A group of users may be presented with text and a synthesized speech recording of the text. The users can listen to the synthesized speech recording and submit feedback regarding errors or other issues with the synthesized speech. A system of one or more computing devices can analyze the feedback, modify the voice or language rules, and recursively test the modifications. The modifications may be determined through the use of machine learning algorithms or other automated processes.

Description

BACKGROUND
Text-to-speech (TTS) systems convert raw text into sound using a process sometimes known as speech synthesis. In a typical implementation, a TTS system first preprocesses raw text input by disambiguating homographs, expanding abbreviations and symbols (e.g., numerals) into words, and the like. The preprocessed text input can be converted into a sequence of words or subword units, such as phonemes. The resulting phoneme sequence is then associated with acoustic features of a number small speech recordings, sometimes known as speech units. The phoneme sequence and corresponding acoustic features are used to select and concatenate speech units into an audio representation of the input text.

- - - - -

Task :: In the text-to-speech passage, list each action that a system of one or more computing devices can carry out once users submit feedback. The records have nothing to do with the text about speech synthesis.

Point labeling dataset excerpts:
- - - - -

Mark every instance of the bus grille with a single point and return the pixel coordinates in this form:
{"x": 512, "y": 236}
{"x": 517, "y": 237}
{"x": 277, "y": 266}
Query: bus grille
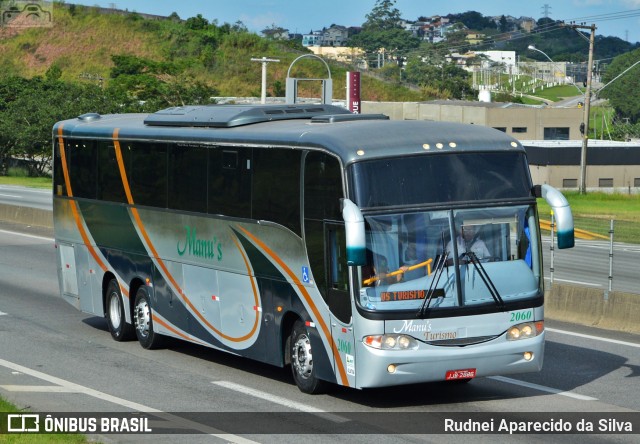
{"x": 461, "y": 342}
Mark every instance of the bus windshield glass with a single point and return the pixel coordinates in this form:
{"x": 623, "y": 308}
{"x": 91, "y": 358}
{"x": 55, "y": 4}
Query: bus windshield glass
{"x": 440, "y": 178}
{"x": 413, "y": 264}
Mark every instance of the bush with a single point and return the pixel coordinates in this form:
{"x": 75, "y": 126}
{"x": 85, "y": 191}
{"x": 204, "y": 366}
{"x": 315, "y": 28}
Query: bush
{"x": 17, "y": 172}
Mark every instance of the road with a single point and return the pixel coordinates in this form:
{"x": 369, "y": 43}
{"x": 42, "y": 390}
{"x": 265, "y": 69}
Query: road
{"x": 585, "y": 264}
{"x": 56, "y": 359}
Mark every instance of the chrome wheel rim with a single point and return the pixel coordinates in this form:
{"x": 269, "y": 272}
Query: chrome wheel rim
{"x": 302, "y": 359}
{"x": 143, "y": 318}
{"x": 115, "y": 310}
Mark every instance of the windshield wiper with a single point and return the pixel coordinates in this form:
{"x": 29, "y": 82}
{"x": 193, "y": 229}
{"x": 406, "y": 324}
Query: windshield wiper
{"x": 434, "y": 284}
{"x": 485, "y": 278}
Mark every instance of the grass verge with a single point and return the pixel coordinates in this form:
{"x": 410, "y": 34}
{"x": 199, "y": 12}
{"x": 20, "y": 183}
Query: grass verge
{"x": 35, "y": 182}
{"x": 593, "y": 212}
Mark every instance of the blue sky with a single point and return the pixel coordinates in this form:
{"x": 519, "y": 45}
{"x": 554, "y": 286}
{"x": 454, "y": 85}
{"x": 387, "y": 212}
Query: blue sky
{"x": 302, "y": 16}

- - - - -

Correct output ::
- Analyze the feedback
- Modify the voice or language rules
- Recursively test the modifications